-- BEGIN ARTICLE --
If you think improving your health is time consuming and difficult, consider the productivity loss and inconvenience of being sick.
Making healthy decisions requires the same amount of time as making unhealthy ones. It is only a matter of where you put your focus. Everyone is allotted the same 24 hours. It is the focus of those 24 hours that leads in the direction of either better health or more sickness. The perception that it takes more time to be healthy may just be an excuse for something you don’t really want to do.
Time is viewed as one of the most precious commodities next to money. Time is free, abundant, and available to all. The awesome thing about time is that you get to choose how you spend it. You can either spend time creating a healthy life now, while you feel good, or try to create it after you become sick.
If you wait, you may be spending your time on remedies, doctors’ visits, and tests. You won’t feel like being productive at home or on the job. You won’t have the energy to cultivate relationships with your friends and family. You will spend your time trying to regain your health. Why not invest the time in creating health today instead of spending time trying to regain it later?
-- END ARTICLE --
-- BEGIN RECORDED DATA --
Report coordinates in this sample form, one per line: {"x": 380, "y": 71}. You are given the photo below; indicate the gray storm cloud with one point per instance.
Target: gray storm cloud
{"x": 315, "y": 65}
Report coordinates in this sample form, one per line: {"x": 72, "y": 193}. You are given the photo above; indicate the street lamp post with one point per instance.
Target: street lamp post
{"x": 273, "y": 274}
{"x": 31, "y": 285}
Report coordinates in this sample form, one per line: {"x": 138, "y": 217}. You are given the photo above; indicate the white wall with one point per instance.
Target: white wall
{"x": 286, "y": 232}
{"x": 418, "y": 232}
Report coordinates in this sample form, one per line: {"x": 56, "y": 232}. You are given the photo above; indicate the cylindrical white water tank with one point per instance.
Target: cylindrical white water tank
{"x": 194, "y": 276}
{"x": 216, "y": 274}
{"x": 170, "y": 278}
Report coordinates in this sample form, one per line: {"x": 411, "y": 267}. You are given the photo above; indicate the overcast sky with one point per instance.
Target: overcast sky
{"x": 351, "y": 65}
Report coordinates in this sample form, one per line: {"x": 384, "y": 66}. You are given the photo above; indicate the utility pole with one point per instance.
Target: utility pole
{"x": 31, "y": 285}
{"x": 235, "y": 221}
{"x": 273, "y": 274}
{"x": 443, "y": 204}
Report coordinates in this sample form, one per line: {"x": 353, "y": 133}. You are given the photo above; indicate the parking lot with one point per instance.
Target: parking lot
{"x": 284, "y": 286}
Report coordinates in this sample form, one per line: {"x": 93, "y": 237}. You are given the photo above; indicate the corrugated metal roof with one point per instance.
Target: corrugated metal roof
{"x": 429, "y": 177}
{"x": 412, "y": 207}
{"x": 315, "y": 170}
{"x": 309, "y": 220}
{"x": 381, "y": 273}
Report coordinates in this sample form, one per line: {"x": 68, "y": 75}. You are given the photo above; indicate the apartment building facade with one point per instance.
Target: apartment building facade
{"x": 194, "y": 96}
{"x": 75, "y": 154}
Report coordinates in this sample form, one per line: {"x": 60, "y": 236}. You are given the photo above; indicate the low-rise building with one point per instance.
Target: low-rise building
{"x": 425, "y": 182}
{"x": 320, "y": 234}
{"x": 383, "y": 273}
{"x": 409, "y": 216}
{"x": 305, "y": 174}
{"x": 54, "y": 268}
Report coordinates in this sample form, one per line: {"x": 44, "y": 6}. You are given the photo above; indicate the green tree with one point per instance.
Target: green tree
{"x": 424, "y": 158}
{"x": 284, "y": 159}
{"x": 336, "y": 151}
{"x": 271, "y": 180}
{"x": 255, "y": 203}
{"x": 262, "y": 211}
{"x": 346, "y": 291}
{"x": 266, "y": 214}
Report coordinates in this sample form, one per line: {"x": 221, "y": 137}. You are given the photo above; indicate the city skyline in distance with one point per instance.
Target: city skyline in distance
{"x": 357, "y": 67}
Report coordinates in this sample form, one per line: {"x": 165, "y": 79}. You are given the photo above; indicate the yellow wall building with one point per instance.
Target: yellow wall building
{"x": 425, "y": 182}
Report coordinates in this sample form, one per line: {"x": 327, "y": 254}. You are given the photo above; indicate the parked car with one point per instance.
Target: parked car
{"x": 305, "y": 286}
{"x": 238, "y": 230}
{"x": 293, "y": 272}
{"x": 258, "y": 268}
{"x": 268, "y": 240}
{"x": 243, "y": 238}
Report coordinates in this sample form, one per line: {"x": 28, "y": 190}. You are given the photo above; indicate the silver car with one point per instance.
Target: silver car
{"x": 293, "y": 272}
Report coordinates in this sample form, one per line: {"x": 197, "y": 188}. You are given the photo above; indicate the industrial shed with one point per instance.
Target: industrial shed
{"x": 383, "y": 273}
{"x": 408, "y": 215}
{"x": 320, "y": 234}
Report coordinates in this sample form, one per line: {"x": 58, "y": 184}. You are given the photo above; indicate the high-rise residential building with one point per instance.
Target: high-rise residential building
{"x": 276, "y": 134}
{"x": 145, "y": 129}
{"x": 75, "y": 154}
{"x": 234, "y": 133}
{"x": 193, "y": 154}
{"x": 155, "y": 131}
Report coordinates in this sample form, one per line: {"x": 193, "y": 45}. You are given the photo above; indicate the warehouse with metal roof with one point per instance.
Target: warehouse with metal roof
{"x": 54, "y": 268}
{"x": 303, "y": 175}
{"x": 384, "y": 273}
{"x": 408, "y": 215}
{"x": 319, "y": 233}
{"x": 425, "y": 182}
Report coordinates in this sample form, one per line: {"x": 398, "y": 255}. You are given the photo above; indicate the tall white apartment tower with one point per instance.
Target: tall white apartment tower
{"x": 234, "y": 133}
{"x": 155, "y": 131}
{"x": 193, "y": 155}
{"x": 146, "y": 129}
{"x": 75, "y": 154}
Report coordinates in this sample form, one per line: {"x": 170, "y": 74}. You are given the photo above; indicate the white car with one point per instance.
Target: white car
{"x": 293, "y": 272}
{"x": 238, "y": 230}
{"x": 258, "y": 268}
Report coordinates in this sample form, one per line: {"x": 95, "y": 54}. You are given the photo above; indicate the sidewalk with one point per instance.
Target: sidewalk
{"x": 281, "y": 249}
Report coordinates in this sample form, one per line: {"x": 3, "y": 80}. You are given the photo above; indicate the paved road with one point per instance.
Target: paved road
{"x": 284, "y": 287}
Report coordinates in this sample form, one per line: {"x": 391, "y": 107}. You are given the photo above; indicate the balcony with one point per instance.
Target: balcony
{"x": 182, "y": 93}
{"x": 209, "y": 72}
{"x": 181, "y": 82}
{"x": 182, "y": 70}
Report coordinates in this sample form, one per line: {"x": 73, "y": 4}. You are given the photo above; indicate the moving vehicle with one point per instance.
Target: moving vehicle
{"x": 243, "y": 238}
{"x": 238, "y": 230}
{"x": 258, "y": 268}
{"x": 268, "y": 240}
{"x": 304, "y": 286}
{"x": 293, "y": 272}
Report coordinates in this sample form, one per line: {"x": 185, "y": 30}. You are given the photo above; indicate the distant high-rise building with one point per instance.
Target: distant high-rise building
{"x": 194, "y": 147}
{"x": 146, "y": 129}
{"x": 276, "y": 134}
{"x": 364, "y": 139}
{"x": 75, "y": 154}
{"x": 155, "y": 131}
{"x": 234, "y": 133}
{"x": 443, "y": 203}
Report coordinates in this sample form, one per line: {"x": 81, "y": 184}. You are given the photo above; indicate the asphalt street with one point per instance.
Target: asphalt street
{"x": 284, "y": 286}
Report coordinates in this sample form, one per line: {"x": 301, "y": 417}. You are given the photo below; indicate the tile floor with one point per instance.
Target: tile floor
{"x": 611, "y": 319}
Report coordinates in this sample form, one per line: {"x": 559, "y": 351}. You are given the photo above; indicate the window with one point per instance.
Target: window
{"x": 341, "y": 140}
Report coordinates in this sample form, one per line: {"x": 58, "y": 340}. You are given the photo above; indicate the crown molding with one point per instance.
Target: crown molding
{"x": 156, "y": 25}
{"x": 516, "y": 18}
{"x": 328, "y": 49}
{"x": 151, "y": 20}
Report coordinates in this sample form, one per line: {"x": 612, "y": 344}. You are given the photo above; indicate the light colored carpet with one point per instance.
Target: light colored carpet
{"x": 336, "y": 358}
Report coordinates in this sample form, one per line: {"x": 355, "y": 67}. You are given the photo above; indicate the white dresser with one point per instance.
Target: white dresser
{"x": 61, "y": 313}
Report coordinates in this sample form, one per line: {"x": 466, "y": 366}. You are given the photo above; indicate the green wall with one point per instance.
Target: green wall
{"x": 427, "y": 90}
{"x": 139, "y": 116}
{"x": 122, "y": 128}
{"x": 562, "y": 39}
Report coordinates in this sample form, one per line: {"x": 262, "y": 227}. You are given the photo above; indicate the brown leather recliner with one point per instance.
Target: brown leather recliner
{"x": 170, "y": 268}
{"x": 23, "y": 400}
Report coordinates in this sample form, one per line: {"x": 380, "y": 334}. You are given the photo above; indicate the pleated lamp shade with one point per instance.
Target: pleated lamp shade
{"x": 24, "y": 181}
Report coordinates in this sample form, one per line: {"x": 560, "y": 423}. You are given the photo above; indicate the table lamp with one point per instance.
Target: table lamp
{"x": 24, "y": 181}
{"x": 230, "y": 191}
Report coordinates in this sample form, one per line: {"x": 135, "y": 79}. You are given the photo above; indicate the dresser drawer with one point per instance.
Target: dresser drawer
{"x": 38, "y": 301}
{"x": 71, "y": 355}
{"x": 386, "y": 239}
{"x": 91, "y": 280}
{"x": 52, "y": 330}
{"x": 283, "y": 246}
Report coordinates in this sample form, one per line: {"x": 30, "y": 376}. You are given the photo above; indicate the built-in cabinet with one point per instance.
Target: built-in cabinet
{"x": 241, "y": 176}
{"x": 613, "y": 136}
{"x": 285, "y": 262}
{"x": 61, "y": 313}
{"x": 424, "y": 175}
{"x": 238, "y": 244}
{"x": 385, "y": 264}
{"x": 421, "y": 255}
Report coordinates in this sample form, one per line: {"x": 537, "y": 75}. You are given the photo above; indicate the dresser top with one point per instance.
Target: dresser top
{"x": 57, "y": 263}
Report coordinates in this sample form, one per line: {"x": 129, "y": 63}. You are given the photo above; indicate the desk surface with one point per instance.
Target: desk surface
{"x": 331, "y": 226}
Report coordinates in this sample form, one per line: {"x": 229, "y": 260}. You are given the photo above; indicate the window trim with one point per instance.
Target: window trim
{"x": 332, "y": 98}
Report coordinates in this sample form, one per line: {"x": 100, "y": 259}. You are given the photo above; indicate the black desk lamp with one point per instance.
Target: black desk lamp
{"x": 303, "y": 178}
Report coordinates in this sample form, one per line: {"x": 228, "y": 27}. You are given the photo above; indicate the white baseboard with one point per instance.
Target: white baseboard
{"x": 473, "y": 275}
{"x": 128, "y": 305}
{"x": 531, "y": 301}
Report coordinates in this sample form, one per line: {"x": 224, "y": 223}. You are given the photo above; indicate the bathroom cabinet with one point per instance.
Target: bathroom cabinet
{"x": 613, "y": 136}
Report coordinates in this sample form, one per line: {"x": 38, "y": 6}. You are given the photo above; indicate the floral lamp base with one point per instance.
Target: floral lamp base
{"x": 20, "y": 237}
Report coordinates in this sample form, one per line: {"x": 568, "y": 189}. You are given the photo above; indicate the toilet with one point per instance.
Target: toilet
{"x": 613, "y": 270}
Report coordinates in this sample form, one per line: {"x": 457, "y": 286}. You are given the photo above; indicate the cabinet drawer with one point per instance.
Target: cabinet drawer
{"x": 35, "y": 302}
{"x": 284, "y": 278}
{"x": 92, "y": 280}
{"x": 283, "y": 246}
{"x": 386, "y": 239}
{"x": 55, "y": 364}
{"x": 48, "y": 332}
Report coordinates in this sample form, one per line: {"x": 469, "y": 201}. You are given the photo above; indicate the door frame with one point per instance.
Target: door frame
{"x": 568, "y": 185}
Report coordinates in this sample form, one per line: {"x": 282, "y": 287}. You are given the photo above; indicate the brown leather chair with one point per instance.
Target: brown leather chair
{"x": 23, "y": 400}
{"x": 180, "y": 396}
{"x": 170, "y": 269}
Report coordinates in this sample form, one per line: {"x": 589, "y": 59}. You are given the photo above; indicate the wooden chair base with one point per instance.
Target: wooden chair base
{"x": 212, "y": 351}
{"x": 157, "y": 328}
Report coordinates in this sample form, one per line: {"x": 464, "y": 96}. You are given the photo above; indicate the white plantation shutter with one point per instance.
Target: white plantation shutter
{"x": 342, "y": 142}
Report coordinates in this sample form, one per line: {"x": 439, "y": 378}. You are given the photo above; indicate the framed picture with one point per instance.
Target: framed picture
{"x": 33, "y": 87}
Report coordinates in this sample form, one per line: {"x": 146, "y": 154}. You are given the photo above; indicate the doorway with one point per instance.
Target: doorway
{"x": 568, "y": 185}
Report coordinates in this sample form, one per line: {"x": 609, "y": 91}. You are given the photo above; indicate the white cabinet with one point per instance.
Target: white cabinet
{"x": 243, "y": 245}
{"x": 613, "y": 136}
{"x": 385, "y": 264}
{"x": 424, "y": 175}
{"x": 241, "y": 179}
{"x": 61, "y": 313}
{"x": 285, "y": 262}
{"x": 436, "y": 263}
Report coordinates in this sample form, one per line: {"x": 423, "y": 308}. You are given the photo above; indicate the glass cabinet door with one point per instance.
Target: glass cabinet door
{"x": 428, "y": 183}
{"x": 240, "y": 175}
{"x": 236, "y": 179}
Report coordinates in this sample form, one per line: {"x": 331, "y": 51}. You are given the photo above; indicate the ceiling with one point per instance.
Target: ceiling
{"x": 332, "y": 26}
-- END RECORDED DATA --
# SET EXERCISE A:
In the essay on health and time, what does everyone receive the same amount of?
# SET EXERCISE B:
Resume the essay on health and time, starting right after its closing question about investing time in health today.

# TASK RESPONSE A:
Everyone is allotted the same 24 hours.

# TASK RESPONSE B:
“Those who think they have no time for healthy eating will sooner or later have to find time for illness.”
– modified from Edward Stanley (1826-1893) from the Conduct of Life
Fresh Ideas to Extend Your Expiration Date
How you spend your time is a great reflection of what you value. If you value health, you will choose to spend time making healthy decisions. If you value a clutter-free, simple home environment, you will spend time creating that. It is all about what you choose to create.
Choose to create a healthy environment—one where there are good strategies for coping with life stressors, good strategies to implement healthy food, and good strategies to encompass healthy movement patterns. The time you invest in making quality health decisions will pay off with an improved quality of life both now and in the future.
Starting today is key. Health is an investment, and with all investments, the sooner you begin, the more it compounds, and the less you have to catch up. As a wise proverb says, “The best time to plant a tree is 20 years ago. The second best time is now.”
Learn More
A couple of books on how to implement healthy changes easily: Better Each Day: 365 Expert Tips for a Healthier, Happier You, by Jessica Cassity, includes 365 daily tips to make you healthier.
If you want a weekly style of easily manageable changes, choose 52 Small Changes: One Year to a Happier, Healthier You by Brett Blumenthal. Both authors present easy, healthy changes that you can continually make.
“American’s fear only one thing…inconvenience.”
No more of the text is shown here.